* Work item: This exercise calls for the listing to be set down exactly.

Supplied material Start Marker

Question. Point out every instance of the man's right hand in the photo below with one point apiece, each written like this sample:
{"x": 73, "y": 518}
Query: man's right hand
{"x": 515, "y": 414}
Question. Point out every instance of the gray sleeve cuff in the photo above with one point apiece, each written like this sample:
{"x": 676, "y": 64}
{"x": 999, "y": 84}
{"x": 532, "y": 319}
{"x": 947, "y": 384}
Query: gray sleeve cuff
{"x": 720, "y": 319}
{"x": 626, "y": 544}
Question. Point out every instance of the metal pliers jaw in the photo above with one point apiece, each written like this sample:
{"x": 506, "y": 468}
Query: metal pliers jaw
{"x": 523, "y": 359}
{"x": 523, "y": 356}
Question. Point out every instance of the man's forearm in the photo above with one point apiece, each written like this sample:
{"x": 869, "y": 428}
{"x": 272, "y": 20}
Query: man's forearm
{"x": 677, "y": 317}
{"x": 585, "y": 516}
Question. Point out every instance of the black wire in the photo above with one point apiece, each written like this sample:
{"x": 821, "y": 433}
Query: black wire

Supplied material End Marker

* Written reply:
Question. Point out every instance of the man's right hand in the photo below with one point apiece, each written like this sample:
{"x": 73, "y": 518}
Query: man's right hand
{"x": 515, "y": 414}
Question. Point out every instance of the gray sleeve cuff in the photo above with one point apiece, each written like this sample:
{"x": 676, "y": 64}
{"x": 999, "y": 84}
{"x": 532, "y": 319}
{"x": 947, "y": 384}
Query: gray sleeve cuff
{"x": 720, "y": 319}
{"x": 626, "y": 544}
Question. Point out every instance of the metal pliers jaw in the photo above with one point apiece, each written like this sample:
{"x": 506, "y": 468}
Query: metal pliers jaw
{"x": 523, "y": 359}
{"x": 523, "y": 356}
Question. Point out every instance of the man's forearm in the photo above with one point apiece, each written like this sample:
{"x": 869, "y": 428}
{"x": 272, "y": 20}
Query: man's forearm
{"x": 677, "y": 317}
{"x": 585, "y": 516}
Question. Point out every instance of the black wire in the photo above with one point apiece, each written like this sample:
{"x": 821, "y": 433}
Query: black wire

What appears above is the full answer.